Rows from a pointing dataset
** START **

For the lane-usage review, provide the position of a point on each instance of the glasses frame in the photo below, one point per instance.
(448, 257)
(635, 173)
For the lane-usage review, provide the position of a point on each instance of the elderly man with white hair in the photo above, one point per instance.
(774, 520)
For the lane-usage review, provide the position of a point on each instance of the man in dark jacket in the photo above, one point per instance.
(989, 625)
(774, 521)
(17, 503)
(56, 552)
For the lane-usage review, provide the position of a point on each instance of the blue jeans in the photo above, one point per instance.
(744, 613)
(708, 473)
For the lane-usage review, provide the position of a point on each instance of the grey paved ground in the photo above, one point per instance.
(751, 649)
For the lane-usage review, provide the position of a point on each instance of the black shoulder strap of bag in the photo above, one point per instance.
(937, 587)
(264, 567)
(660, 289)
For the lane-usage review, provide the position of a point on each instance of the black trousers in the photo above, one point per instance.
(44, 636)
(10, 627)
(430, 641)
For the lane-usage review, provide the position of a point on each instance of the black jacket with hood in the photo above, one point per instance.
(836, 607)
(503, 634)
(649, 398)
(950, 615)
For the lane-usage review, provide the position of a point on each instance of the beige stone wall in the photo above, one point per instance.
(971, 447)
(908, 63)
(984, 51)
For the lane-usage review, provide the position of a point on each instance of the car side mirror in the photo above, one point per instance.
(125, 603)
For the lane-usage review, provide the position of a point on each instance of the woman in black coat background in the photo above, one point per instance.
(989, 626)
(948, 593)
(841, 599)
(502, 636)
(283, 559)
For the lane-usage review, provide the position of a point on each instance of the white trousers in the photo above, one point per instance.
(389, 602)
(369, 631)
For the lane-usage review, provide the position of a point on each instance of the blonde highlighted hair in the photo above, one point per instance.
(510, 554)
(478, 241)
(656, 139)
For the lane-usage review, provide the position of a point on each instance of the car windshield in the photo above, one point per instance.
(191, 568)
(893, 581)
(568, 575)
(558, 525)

** END **

OBJECTIVE
What are the lines from the one with "of the blue" through the last line of the records above? Quote them exactly and add nothing.

RESPONSE
For the lane-usage review, provide the position of a point on each instance of the blue jeans in the photo above, one point per instance.
(744, 613)
(708, 473)
For the lane-usage review, provide the position of a point on each instance of the grey paved ground in the photo above, one point per instance.
(751, 649)
For the lane-usage review, provide the position of a point on each instance of the black shoulder strap of bag in the photo above, one point per instance.
(937, 587)
(264, 567)
(660, 289)
For the lane-usage review, provide the position of a point on each instance of the black trousers in the photo above, one point per instance.
(44, 636)
(10, 627)
(430, 641)
For the lane-usage review, provide the position of a point on each instance of the black jacket with hood in the photo above, one point per instance.
(836, 607)
(503, 634)
(649, 398)
(950, 615)
For the lane-usage review, provide the position of a point on each instance of the beige stone wall in the photo above, one point per instance.
(971, 447)
(908, 63)
(984, 51)
For the lane-usage review, provide the position of a point on each instance of the car side mirror in the photo above, one point per instance.
(125, 603)
For the lane-usage review, provide the position of a point on each instance of the woman in black coat background in the photo above, one point per instance.
(989, 626)
(948, 593)
(841, 599)
(502, 636)
(283, 559)
For the lane-usage review, provide the position of a point on each instance of the white trousers in the photo above, one point per instance.
(389, 602)
(369, 631)
For the lane-usage review, provide the position of a point on each instance of the blonde highlighted hair in the photo above, one point per instance.
(510, 554)
(478, 241)
(656, 139)
For the lane-usage review, provide the position of a point on each instance of the car windshield in the photo above, one point per instance.
(191, 568)
(893, 581)
(568, 575)
(558, 525)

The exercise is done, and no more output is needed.